_短い課題 1_:
以下に示す『黄色い目の魚』の紹介文のうち、「正のキーパーではなくてサブのキーパーなのだが。」から「そして、木島くんに描いてもらう事になり、彼の家へと行った。」までの部分を、両端の語句も含めてそのまま書き写してください。

_ページ抜粋_:
--------------------

佐藤多佳子
1962年、東京都生まれ。青山学院大学史学科卒業。
佐藤多佳子の連絡板
黄色い目の魚
新潮社 (2002.10.30)
知らず知らずのうちに絵を描いてしまうサッカー少年の木島悟と、
家族となかなかうまくやっていけずに叔父のアトリエに入り浸っていた、
絵の好きな少女の村田みのり。
二人の高校2年の出会いの頃を中心とした話。
- りんごの顔
離婚して悪口だけを聞いていた実の父親テッセイに、突然会うことになった悟。
妹の玲美は恐がって行かないと言う。
初めのうちは、どういう顔や態度をして良いのか分からずに戸惑っていたが、
どういうわけだか、テッセイの家に行ってりんごの絵を描くことに・・・
- 黄色い目の魚
小学一年の時、動物という課題が出されてみのりが描いたのは、
三角の黄色い目をした太ったいやあな魚。
それをモチーフにして、マンガ家兼イラストレーターの叔父の通ちゃんが
『サンカク』という魚のキャラクターを作り、へんてこりんなマンガにした。
名前はサザナミヤッコと言い、ヤな奴なんだけど、人気が出た・・・
- からっぽのバスタブ
通ちゃんが、『サンカク』の連載を急にやめてから描き始めたのが
『Mのこと』。
この『M』というのは、からっぽのバスタブに何時間も入り込んでいた
小さい頃のみのりをモデルにしている。
これまで誰にも話さなかったのだが、ある日ひょんなことから友人の須貝さんに
話してしまった・・・
- サブ・キーパー
サッカー部では、ゴールキーパーの木島。
正のキーパーではなくてサブのキーパーなのだが。
正のキーパーの本間さんは、天才的なキーパーで、絶対にかなわないと
あきらめている自分に気付く。それで良いような、ダメなような・・・
そんなある日、美術の授業中、人物画の課題で、村田を描く事になった。
集中して描き始めたものの、何だか違う・・・
- 彼のモチーフ
先日の美術の授業がきっかけになって気付いた。
みのりは絵を描いている人を見るのが好きなのだ。
そして、木島くんに描いてもらう事になり、彼の家へと行った。

--------------------

_短い課題 2_:
記録の中から、文字列「person」を含む行をすべて列挙してください。大文字と小文字は区別するものとします。

--------------------

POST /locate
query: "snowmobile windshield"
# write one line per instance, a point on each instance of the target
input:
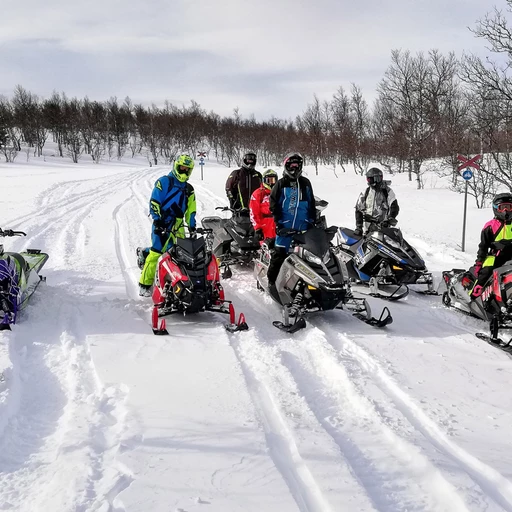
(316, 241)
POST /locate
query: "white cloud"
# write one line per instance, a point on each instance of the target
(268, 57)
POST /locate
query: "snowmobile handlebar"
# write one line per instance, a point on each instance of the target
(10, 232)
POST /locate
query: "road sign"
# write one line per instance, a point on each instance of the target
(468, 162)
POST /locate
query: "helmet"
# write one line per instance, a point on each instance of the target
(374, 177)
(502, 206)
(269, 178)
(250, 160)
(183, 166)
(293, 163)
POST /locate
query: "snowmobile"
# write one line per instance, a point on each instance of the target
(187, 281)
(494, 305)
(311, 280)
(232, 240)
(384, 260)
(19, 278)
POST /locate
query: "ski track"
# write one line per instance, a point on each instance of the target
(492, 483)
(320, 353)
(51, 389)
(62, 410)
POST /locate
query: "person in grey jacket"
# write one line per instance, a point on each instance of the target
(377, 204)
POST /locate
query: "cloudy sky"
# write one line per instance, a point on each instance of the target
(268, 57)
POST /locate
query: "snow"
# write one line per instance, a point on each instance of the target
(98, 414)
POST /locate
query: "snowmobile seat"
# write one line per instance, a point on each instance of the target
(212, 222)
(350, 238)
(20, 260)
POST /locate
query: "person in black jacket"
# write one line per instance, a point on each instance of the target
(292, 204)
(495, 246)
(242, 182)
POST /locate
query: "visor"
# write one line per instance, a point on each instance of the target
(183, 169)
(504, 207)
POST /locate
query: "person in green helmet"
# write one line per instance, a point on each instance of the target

--------------------

_課題の出力 1_:
正のキーパーではなくてサブのキーパーなのだが。
正のキーパーの本間さんは、天才的なキーパーで、絶対にかなわないと
あきらめている自分に気付く。それで良いような、ダメなような・・・
そんなある日、美術の授業中、人物画の課題で、村田を描く事になった。
集中して描き始めたものの、何だか違う・・・
- 彼のモチーフ
先日の美術の授業がきっかけになって気付いた。
みのりは絵を描いている人を見るのが好きなのだ。
そして、木島くんに描いてもらう事になり、彼の家へと行った。

_課題の出力 2_:
query: "person in grey jacket"
query: "person in black jacket"
query: "person in green helmet"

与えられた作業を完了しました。